[Dataset excerpts]

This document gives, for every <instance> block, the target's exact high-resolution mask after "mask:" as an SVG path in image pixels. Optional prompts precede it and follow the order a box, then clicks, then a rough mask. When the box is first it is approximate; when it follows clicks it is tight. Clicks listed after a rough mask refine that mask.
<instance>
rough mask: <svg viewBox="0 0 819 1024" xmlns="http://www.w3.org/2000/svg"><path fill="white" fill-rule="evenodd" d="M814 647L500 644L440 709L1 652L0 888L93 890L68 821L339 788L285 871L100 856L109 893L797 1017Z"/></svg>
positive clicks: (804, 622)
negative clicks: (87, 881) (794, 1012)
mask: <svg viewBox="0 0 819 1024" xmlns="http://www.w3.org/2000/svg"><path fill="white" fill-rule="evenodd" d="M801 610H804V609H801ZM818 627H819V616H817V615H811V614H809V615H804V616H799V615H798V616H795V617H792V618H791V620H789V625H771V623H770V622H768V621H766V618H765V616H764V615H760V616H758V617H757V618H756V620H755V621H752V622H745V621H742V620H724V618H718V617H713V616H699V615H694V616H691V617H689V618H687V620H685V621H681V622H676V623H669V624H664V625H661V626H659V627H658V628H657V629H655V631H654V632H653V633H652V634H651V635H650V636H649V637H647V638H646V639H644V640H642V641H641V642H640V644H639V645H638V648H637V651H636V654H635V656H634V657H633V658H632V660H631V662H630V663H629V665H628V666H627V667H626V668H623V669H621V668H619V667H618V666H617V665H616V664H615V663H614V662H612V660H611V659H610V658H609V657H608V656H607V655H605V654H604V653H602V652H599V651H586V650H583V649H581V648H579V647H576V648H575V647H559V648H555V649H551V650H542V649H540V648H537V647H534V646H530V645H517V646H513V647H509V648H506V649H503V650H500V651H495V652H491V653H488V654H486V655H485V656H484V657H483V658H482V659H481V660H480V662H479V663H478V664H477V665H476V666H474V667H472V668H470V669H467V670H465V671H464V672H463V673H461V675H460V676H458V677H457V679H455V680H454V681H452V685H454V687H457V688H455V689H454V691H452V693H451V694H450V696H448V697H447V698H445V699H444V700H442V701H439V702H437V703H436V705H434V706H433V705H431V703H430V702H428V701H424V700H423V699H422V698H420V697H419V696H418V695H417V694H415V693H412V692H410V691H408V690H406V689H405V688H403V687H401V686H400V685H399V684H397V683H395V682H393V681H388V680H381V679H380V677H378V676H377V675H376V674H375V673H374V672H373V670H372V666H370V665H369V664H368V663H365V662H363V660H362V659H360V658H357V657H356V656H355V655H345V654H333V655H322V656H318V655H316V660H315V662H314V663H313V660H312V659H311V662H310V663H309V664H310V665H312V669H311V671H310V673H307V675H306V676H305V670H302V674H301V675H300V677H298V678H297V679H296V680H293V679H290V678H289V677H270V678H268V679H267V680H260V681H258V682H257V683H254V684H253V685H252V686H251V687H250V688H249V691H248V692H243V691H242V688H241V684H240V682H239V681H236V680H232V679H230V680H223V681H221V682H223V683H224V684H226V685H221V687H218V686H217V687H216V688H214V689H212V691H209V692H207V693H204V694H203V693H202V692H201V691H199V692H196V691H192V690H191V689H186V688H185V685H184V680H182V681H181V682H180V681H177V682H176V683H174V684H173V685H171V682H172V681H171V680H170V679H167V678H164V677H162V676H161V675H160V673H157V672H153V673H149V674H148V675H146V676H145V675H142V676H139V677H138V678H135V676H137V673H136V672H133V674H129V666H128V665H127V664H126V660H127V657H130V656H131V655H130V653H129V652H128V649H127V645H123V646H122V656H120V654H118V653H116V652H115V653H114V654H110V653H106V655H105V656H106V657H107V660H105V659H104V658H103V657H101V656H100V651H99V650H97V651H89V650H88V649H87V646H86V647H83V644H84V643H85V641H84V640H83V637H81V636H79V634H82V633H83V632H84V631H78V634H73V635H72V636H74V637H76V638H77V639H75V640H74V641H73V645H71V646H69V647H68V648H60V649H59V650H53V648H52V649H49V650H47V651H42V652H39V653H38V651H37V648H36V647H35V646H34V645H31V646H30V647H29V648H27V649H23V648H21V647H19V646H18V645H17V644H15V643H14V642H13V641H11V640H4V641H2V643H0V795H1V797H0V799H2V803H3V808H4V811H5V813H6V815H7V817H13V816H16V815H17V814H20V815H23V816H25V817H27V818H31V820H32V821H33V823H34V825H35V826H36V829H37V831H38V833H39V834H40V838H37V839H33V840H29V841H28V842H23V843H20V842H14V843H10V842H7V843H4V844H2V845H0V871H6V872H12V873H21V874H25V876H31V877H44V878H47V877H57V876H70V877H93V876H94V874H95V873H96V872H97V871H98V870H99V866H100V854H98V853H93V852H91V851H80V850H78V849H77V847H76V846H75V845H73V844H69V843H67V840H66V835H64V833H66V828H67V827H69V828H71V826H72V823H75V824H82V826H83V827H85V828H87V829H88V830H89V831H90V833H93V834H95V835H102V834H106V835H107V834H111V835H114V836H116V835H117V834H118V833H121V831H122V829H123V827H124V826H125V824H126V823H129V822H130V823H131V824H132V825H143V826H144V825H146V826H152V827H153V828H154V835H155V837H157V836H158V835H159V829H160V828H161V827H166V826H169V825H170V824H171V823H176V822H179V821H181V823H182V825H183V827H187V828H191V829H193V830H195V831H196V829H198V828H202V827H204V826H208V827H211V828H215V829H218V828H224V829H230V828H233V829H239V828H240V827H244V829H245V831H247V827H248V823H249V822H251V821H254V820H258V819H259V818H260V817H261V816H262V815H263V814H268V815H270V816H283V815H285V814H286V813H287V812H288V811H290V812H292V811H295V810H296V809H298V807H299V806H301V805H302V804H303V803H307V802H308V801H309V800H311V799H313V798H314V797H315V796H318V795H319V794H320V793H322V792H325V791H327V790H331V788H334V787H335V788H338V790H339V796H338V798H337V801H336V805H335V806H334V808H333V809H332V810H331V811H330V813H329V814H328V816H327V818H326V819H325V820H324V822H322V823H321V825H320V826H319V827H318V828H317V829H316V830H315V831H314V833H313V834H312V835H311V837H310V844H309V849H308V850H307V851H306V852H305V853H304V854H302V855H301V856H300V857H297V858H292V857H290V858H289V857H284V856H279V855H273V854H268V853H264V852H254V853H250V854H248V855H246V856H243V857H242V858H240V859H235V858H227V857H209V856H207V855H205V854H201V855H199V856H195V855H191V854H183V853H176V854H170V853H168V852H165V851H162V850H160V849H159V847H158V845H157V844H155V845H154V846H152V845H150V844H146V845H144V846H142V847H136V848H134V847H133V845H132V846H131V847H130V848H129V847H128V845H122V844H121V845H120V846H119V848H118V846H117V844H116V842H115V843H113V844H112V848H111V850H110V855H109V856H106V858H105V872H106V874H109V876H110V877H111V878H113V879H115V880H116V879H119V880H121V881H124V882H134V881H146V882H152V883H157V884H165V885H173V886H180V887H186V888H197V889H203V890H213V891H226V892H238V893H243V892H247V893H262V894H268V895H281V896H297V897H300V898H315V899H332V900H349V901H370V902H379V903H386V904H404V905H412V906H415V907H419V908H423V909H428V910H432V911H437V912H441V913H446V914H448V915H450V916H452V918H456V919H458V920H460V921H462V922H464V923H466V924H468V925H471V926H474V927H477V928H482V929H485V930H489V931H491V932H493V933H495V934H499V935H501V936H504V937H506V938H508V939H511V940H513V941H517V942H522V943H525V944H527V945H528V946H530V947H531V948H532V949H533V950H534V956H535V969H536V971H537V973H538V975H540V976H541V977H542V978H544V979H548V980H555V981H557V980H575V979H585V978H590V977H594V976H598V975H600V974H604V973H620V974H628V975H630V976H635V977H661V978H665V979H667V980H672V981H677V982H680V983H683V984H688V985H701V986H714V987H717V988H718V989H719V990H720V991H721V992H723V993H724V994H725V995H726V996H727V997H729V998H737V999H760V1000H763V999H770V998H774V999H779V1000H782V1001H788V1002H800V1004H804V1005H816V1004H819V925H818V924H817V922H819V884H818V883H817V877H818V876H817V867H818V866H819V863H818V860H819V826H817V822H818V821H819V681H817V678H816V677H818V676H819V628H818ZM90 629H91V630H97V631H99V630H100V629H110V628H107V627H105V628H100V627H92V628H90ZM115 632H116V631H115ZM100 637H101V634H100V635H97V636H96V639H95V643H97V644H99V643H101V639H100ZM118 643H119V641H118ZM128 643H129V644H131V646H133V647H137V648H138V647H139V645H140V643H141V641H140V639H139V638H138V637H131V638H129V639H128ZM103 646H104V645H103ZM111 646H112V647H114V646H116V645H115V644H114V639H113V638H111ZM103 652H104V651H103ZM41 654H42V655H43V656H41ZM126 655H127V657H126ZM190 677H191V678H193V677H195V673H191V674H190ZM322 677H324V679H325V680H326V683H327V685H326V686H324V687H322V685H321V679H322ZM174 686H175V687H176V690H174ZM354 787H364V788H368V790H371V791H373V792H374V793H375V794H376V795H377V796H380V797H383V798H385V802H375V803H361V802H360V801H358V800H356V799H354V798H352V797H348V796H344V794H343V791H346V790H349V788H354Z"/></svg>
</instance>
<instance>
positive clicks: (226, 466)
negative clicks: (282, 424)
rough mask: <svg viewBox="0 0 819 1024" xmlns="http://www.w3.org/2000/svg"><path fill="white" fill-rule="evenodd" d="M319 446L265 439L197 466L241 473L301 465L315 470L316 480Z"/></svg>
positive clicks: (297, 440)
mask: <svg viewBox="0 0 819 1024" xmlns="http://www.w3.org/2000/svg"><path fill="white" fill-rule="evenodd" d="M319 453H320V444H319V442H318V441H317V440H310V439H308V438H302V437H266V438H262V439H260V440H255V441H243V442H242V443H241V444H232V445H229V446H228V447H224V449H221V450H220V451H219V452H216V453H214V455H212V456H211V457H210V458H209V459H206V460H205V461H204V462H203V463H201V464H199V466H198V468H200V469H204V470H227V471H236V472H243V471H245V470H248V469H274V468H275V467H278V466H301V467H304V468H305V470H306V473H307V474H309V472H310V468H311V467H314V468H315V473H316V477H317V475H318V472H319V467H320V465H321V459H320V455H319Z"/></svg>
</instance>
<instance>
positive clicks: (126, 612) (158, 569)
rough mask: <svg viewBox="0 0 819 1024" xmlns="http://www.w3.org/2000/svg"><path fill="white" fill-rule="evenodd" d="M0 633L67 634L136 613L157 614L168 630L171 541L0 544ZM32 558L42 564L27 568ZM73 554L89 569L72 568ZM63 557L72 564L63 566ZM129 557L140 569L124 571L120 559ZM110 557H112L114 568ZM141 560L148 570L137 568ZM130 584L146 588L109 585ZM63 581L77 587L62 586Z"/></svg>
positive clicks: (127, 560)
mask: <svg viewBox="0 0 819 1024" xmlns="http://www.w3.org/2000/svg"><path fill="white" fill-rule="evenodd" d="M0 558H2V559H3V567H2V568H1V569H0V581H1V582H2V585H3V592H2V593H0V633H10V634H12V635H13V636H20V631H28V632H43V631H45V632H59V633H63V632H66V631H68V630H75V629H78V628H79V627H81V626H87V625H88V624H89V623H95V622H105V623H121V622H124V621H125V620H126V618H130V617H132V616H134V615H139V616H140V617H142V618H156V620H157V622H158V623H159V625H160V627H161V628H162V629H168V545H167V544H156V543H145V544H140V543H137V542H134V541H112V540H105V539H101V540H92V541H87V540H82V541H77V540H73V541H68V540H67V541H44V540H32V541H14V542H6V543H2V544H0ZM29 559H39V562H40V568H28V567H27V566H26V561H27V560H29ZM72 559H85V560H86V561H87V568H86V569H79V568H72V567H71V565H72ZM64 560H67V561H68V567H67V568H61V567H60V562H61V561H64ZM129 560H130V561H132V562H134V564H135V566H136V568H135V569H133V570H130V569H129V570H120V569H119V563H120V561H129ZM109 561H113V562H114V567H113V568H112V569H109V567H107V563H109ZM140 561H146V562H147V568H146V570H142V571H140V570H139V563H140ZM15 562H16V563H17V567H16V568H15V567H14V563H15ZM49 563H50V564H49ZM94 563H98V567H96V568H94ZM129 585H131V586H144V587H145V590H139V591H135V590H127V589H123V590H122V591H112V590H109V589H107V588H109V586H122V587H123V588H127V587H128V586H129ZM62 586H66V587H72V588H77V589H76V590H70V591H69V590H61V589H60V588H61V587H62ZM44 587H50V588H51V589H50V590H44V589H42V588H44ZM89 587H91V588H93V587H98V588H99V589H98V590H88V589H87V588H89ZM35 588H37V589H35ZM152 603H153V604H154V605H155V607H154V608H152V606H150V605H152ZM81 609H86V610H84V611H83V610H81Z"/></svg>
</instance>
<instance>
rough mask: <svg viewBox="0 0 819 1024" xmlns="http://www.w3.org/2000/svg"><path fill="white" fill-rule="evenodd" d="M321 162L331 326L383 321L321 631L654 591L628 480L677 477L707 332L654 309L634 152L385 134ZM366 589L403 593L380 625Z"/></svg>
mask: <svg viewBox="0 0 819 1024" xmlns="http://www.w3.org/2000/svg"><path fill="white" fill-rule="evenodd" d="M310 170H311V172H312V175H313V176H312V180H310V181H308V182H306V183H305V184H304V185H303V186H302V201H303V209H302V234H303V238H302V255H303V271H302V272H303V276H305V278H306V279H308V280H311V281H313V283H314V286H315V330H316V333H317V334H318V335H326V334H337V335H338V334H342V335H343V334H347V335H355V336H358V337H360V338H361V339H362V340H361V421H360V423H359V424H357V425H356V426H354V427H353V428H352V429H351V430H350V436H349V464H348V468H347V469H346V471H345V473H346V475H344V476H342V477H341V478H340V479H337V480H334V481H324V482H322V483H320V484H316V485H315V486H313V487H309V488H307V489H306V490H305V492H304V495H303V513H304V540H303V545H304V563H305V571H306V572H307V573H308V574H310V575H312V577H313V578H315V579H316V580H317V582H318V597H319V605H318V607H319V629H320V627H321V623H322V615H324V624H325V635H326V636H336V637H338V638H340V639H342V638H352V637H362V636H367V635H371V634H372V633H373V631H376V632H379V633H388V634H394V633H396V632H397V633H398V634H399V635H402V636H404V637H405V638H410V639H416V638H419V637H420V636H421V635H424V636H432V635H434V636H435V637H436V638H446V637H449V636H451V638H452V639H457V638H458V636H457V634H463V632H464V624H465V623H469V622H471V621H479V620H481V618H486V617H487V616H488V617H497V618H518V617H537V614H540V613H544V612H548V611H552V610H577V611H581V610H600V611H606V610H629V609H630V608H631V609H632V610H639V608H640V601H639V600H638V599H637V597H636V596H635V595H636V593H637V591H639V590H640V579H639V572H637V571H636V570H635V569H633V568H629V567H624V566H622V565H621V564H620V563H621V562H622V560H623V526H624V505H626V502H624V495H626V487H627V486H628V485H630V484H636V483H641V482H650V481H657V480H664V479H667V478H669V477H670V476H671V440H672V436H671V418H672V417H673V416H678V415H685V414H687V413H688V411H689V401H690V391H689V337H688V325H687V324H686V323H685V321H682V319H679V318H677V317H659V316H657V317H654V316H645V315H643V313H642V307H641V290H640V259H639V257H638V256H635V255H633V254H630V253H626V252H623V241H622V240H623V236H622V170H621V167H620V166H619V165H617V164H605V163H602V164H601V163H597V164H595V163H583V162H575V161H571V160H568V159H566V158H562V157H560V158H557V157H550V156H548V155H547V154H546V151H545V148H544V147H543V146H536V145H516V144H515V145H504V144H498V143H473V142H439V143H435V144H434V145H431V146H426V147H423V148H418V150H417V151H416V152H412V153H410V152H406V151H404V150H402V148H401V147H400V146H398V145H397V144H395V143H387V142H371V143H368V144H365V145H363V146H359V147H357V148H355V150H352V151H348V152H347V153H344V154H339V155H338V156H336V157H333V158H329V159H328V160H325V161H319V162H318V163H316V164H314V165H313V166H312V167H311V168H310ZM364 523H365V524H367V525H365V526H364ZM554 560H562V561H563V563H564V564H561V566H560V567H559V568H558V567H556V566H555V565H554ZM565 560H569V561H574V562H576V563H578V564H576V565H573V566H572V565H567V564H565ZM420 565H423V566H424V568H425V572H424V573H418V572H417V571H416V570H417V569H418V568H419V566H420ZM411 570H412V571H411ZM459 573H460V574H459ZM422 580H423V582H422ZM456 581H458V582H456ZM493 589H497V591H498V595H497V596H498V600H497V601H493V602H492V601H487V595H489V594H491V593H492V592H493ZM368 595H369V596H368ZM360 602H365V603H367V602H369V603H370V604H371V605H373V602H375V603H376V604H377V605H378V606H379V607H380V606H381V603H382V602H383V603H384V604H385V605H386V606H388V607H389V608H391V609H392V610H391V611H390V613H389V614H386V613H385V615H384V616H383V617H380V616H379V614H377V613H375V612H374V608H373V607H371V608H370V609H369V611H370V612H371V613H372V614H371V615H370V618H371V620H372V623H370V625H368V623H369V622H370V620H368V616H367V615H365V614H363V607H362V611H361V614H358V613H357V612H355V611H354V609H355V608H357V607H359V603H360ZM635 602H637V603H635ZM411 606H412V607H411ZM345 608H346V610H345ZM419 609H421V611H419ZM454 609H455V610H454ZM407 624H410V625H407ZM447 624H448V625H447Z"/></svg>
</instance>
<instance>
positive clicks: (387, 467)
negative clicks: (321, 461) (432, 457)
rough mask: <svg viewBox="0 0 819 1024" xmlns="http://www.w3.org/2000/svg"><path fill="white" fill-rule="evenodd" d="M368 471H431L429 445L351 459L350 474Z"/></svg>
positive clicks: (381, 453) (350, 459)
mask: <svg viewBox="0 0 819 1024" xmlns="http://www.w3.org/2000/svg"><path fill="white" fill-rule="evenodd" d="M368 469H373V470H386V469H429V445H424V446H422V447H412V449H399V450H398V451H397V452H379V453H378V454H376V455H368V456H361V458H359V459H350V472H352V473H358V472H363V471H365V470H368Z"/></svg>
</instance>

TASK PROMPT:
Select every line in the rows above that contains the word "negative" and copy each one.

EXERCISE ANSWER:
negative clicks: (87, 881) (794, 1012)
negative clicks: (282, 424)
negative clicks: (321, 461) (432, 457)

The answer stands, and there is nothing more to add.